- [Fragmento del documento]:

..............................

Ningún instrumento universal de derechos humanos apoya ese argumento. Sin embargo, esta es una táctica atractiva para lxs actores anti-derechos, porque el derecho a la vida no puede ser violado bajo ninguna circunstancia y es un estándar legal vinculante.
Lxs actores anti-derechos humanos utilizan una serie de dispositivos retóricos en su campaña para minar los derechos sexuales: sostienen que estos derechos no existen o que son «nuevos derechos»; que causan daño a las niñas, los niños y la sociedad; y/o que se oponen a la cultura, la tradición o las leyes nacionales.
Lxs actores conservadores dedicados a hacer incidencia en la ONU atacan el derecho a una educación sexual integral (ESI) desde varios frentes. Afirman que viola los «derechos parentales»; que perjudica a las niñas y los niños; y que no es educación sino adoctrinamiento ideológico.
También alegan que poderosos grupos de presión les imponen la Educación Sexual Integral a las niñas y los niños, los padres y las Naciones Unidas para beneficiarse de los servicios que estos mismos grupos proporcionan a niñas, niños y jóvenes.
Los intentos de invalidar los derechos relacionados con la orientación sexual y la identidad de género se han multiplicado. Lxs actores ultra conservadores argumentan que aplicar los principios y leyes históricos de derechos humanos a esta temática equivale a crear «nuevos derechos», y proponen un cambio radical en el significado actual de los derechos que resultaría de interpretarlos a la luz de la "cultura" o de las «particularidades nacionales».
Desde hace muchos años, las organizaciones de la derecha cristiana se movilizan en contra de los derechos reproductivos junto con la Santa Sede y otrxs aliadxs anti-derechos. A menudo argumentan que los derechos reproductivos no son más que una forma de control poblacional impuesto por Occidente sobre los países del Sur Global. Irónicamente, esta afirmación proviene a menudo de actores con sede en Estados Unidos y Europa Occidental, que en su mayoría trabajan activamente para exportar sus discursos y políticas fundamentalistas.

..............................

- [Datos suministrados]:
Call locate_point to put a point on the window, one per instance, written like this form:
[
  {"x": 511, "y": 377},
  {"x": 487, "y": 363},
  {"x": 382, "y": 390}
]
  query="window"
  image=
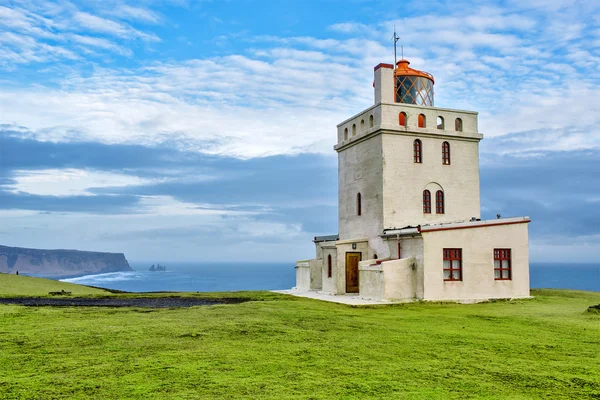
[
  {"x": 440, "y": 123},
  {"x": 426, "y": 202},
  {"x": 418, "y": 152},
  {"x": 402, "y": 119},
  {"x": 439, "y": 202},
  {"x": 453, "y": 264},
  {"x": 446, "y": 153},
  {"x": 502, "y": 270},
  {"x": 458, "y": 125}
]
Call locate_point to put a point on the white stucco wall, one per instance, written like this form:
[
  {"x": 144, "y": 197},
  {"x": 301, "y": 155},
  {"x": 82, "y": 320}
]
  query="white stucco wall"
[
  {"x": 360, "y": 171},
  {"x": 303, "y": 275},
  {"x": 399, "y": 279},
  {"x": 404, "y": 180},
  {"x": 371, "y": 280},
  {"x": 330, "y": 283},
  {"x": 477, "y": 246}
]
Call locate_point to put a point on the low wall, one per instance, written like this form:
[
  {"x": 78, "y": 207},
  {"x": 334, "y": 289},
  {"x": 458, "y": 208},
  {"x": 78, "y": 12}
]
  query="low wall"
[{"x": 303, "y": 275}]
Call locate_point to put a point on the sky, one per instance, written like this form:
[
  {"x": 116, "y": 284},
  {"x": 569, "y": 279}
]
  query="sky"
[{"x": 204, "y": 130}]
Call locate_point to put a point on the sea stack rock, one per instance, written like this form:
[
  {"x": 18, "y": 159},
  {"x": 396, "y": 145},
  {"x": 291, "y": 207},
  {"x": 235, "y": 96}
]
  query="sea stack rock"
[{"x": 60, "y": 262}]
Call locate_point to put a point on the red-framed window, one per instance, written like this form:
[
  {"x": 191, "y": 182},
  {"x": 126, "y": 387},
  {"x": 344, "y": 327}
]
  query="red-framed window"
[
  {"x": 453, "y": 264},
  {"x": 502, "y": 265},
  {"x": 439, "y": 202},
  {"x": 426, "y": 202},
  {"x": 402, "y": 119},
  {"x": 418, "y": 151},
  {"x": 446, "y": 153},
  {"x": 458, "y": 125}
]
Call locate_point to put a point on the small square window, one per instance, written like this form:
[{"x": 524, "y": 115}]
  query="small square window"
[{"x": 502, "y": 265}]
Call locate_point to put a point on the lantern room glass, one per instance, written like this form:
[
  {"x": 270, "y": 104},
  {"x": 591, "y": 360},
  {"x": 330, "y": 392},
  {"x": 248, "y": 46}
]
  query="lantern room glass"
[{"x": 414, "y": 90}]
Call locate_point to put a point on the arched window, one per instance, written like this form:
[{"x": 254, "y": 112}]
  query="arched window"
[
  {"x": 418, "y": 151},
  {"x": 439, "y": 202},
  {"x": 440, "y": 122},
  {"x": 426, "y": 204},
  {"x": 446, "y": 153},
  {"x": 458, "y": 125},
  {"x": 402, "y": 118}
]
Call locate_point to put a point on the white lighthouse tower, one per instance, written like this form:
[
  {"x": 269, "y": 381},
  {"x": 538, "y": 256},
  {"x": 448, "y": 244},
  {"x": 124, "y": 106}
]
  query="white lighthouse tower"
[{"x": 409, "y": 205}]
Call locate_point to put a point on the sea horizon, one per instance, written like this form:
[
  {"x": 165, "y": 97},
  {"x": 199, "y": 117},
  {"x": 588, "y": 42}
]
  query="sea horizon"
[{"x": 233, "y": 276}]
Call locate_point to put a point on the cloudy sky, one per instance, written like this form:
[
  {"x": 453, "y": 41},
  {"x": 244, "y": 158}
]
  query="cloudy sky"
[{"x": 203, "y": 130}]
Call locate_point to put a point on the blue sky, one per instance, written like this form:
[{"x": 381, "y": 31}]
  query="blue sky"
[{"x": 170, "y": 130}]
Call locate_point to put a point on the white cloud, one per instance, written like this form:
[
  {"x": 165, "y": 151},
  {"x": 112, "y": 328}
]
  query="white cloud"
[
  {"x": 69, "y": 182},
  {"x": 286, "y": 94}
]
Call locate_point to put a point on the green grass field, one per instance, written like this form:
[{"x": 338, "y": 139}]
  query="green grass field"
[{"x": 279, "y": 347}]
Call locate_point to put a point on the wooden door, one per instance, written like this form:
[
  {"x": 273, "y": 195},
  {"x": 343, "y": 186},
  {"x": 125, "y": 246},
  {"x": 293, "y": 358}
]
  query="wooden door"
[{"x": 352, "y": 260}]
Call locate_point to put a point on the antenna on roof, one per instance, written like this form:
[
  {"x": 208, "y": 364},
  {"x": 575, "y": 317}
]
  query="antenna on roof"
[{"x": 395, "y": 39}]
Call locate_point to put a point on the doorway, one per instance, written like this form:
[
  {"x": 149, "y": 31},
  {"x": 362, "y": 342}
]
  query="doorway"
[{"x": 352, "y": 260}]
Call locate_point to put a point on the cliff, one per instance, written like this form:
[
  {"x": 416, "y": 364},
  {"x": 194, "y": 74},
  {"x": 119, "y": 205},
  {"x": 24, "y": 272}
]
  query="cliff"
[{"x": 60, "y": 262}]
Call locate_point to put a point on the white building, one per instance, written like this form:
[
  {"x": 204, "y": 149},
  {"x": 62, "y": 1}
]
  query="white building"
[{"x": 409, "y": 208}]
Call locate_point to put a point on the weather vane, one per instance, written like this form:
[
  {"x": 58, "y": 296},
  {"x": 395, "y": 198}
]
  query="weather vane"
[{"x": 395, "y": 39}]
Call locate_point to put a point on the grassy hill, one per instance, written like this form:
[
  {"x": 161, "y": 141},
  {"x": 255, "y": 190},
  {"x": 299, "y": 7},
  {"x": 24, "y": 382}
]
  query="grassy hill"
[
  {"x": 281, "y": 347},
  {"x": 19, "y": 285}
]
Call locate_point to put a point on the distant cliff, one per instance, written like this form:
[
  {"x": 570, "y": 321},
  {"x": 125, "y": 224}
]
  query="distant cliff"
[{"x": 60, "y": 262}]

..............................

- [Consignas]:
1. Determine si cada afirmación concuerda con el fragmento del documento. Responda sí o no y cite literalmente las palabras que lo deciden.
(a) Los actores conservadores sostienen que la educación sexual integral viola los «derechos parentales».
(b) Varios instrumentos universales de derechos humanos respaldan el argumento mencionado al comienzo.
(c) La afirmación sobre el control poblacional proviene a menudo de actores con sede en el Sur Global.
2. Según el fragmento del documento, ¿junto con quiénes se movilizan las organizaciones de la derecha cristiana en contra de los derechos reproductivos?

- [Soluciones]:
1.
(a) Sí: «Afirman que viola los «derechos parentales»».
(b) No: «Ningún instrumento universal de derechos humanos apoya ese argumento».
(c) No: «esta afirmación proviene a menudo de actores con sede en Estados Unidos y Europa Occidental».

2. Junto con la Santa Sede y otrxs aliadxs anti-derechos.